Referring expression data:
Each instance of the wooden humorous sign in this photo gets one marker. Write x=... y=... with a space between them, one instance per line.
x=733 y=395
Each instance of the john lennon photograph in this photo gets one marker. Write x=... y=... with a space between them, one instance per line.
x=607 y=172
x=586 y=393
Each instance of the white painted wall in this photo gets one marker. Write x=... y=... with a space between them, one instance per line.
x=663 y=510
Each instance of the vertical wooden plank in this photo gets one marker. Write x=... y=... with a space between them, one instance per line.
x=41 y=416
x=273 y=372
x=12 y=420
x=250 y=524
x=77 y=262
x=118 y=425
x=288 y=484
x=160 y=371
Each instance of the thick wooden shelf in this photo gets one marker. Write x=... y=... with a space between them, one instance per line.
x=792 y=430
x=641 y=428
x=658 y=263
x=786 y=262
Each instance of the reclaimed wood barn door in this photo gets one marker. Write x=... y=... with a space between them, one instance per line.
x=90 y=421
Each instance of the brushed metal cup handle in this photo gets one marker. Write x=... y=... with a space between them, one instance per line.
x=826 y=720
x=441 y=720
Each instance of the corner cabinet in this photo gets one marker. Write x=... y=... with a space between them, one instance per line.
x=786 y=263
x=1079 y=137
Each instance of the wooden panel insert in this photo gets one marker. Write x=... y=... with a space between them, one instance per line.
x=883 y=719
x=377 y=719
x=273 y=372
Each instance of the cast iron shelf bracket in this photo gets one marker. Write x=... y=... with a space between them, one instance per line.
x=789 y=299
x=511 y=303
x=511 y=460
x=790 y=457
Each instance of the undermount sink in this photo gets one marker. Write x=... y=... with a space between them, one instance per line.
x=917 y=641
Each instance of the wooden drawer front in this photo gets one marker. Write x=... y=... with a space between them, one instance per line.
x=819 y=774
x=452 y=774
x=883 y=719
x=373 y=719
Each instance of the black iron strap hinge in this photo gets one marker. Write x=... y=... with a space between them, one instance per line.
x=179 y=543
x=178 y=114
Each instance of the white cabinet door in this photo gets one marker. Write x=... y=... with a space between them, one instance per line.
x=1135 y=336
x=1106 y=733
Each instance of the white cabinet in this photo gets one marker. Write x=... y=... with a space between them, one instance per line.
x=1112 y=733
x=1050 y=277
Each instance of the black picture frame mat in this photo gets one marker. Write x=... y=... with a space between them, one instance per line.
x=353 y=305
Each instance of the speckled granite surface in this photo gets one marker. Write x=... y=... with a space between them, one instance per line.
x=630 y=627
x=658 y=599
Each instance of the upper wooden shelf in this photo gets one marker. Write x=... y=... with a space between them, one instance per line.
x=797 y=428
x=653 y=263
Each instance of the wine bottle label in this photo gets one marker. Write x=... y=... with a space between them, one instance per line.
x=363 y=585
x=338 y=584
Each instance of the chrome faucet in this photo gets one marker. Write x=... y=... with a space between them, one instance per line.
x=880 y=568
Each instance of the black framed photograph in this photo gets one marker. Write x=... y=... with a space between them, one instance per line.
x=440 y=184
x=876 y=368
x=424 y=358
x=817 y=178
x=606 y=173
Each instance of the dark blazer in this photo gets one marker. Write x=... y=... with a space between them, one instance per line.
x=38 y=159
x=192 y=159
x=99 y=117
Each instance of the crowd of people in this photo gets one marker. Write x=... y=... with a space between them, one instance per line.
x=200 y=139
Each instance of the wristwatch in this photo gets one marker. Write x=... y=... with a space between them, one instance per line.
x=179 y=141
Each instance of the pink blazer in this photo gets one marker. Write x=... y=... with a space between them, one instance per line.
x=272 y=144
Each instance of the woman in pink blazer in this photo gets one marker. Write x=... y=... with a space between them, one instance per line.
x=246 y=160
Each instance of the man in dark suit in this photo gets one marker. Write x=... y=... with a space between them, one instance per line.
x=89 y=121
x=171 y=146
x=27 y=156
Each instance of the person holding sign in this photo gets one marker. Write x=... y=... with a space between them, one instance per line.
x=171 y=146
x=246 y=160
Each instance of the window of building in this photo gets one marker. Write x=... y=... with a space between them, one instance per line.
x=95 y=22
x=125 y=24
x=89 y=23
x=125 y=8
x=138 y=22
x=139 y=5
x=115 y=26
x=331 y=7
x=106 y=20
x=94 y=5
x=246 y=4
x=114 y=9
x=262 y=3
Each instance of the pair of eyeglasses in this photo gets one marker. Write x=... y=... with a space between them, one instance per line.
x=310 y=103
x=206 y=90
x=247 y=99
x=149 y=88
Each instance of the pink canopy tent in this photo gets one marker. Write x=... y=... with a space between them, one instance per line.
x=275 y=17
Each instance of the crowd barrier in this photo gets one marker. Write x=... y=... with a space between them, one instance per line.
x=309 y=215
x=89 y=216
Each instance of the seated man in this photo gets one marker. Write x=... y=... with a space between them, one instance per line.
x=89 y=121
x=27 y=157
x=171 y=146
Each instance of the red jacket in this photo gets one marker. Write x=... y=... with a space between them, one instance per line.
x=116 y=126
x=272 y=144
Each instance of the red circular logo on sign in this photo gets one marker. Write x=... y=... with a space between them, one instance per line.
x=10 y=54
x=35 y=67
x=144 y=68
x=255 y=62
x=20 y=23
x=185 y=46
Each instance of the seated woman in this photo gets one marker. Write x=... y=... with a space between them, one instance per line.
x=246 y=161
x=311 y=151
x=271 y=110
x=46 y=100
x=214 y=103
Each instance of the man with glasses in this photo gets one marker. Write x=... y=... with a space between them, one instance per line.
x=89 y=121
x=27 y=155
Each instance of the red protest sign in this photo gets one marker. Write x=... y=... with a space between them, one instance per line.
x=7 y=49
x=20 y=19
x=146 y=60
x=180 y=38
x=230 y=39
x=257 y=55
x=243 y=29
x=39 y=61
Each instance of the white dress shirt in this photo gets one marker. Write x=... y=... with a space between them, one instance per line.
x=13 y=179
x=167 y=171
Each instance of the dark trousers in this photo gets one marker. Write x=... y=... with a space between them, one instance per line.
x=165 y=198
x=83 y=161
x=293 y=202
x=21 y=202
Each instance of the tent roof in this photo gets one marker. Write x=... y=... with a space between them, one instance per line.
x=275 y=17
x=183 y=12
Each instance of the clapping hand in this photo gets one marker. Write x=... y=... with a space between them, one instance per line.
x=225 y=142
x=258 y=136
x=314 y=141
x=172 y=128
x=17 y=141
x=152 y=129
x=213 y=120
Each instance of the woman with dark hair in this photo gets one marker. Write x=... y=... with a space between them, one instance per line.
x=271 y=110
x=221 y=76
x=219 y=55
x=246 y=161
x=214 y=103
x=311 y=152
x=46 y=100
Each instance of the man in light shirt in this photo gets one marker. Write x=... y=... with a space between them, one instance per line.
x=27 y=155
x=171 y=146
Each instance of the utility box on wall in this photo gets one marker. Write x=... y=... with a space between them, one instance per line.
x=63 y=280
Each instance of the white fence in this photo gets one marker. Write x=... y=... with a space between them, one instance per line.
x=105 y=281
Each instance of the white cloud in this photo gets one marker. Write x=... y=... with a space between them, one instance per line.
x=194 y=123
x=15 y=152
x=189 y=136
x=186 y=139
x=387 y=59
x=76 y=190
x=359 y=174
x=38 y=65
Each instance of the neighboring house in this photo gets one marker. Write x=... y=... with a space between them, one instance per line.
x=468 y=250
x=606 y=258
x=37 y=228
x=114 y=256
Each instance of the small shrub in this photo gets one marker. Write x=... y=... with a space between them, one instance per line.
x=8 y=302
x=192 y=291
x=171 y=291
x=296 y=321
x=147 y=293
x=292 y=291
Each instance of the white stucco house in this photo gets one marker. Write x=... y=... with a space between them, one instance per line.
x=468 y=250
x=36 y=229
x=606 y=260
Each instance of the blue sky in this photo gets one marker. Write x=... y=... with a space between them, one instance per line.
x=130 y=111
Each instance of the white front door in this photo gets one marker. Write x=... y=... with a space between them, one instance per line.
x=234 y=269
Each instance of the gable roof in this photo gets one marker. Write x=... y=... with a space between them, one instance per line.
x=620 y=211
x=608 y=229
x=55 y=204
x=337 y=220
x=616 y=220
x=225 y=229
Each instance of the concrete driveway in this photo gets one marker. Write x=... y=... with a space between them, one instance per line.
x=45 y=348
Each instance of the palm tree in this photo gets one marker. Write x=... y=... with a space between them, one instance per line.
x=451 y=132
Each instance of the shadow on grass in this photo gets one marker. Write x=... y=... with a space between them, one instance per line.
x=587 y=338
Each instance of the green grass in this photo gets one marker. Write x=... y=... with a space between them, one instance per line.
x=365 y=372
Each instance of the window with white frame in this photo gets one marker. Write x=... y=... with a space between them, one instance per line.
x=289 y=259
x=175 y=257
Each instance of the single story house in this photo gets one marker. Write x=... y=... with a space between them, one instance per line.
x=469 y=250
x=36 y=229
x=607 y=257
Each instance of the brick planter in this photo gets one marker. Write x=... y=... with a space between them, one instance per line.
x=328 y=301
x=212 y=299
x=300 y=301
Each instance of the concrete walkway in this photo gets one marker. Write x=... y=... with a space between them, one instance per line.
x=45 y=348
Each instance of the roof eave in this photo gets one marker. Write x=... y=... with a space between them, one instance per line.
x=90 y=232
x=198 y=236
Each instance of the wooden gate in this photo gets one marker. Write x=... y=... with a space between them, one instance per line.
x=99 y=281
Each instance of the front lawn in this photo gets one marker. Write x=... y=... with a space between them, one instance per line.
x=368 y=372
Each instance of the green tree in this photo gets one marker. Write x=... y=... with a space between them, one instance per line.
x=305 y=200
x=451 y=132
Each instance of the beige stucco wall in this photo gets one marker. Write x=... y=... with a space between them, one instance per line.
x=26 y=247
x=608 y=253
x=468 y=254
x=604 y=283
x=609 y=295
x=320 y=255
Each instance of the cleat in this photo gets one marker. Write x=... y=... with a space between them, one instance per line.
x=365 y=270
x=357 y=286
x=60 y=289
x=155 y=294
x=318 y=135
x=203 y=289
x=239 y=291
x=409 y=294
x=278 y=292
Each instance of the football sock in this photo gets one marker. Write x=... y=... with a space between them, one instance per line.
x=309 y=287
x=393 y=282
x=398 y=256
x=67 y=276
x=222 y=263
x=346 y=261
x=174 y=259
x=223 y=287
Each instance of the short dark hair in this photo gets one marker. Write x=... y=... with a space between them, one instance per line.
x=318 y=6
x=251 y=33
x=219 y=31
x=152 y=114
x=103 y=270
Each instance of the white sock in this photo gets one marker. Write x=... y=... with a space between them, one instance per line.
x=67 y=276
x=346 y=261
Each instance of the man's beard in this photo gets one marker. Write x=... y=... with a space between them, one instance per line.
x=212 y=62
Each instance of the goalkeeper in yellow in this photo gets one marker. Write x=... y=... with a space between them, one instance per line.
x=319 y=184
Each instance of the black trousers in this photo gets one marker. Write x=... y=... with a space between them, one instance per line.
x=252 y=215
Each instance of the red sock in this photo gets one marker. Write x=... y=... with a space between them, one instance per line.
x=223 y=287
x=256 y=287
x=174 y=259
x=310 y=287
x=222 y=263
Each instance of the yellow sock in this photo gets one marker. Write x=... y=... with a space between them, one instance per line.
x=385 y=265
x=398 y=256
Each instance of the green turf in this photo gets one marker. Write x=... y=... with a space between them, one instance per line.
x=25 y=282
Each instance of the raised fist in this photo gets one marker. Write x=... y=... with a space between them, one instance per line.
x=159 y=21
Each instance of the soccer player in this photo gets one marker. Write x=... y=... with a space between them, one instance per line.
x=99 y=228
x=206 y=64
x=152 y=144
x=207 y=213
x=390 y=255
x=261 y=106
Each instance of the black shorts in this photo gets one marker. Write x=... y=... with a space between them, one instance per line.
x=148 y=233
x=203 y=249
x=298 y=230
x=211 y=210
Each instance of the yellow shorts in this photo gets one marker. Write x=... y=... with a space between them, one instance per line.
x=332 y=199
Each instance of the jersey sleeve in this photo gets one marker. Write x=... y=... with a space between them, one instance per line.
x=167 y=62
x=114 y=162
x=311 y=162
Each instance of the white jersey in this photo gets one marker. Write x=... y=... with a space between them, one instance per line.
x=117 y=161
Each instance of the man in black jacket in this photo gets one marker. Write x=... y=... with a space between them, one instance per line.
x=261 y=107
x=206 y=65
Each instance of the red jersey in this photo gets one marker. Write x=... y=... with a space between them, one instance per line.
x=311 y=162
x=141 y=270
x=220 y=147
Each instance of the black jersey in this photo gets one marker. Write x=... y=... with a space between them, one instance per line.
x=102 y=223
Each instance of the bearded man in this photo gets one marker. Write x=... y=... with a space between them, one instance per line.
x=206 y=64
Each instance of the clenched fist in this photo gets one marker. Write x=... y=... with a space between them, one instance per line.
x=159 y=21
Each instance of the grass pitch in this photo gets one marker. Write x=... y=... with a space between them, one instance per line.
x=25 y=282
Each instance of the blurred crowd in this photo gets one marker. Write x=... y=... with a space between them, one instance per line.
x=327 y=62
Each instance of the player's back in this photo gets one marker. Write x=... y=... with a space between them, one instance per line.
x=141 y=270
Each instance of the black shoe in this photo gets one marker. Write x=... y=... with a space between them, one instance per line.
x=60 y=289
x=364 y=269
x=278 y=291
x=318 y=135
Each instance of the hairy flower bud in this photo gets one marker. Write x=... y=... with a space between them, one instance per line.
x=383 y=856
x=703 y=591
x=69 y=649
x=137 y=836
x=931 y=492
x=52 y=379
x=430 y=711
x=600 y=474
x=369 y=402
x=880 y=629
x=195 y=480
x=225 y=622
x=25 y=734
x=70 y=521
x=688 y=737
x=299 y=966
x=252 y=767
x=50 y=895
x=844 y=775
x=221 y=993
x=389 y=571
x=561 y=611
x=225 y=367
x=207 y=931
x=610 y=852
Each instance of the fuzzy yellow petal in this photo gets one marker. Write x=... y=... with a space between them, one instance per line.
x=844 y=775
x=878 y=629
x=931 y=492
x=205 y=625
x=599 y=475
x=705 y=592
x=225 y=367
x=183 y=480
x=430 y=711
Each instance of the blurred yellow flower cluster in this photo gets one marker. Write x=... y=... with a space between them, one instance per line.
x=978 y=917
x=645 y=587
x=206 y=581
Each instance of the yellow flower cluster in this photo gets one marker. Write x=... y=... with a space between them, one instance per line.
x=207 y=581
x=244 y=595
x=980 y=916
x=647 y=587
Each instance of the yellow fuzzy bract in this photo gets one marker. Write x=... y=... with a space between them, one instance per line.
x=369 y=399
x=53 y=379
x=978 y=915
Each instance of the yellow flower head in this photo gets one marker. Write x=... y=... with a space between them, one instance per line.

#### What to do
The expected output is the lines from the one holding "Each instance of the fuzzy" through the last line of the data, exactly as they appear, with nothing before or after.

#### Task response
Each instance of the fuzzy yellow petal in this photo gets one marker. Write x=... y=... with a space between them, one instance per line.
x=844 y=775
x=878 y=629
x=931 y=492
x=205 y=625
x=599 y=475
x=705 y=592
x=225 y=367
x=183 y=480
x=430 y=711
Each instance of the blurred yellow flower cluster in this photo gets one marker. Write x=... y=... with a space between them, one instance per line.
x=978 y=917
x=645 y=587
x=206 y=581
Each instance of the yellow flower cluster in this photo gets one marker. Write x=... y=... with a space between them, one instance per line.
x=207 y=581
x=244 y=595
x=980 y=916
x=647 y=587
Each instance of the yellow fuzzy bract in this photo gets one marker. Write x=... y=... with a space between them, one instance per line.
x=369 y=399
x=53 y=379
x=978 y=915
Each instance of the yellow flower head in this photo gets one marker. Write x=... y=... with a space between them, one instance per line.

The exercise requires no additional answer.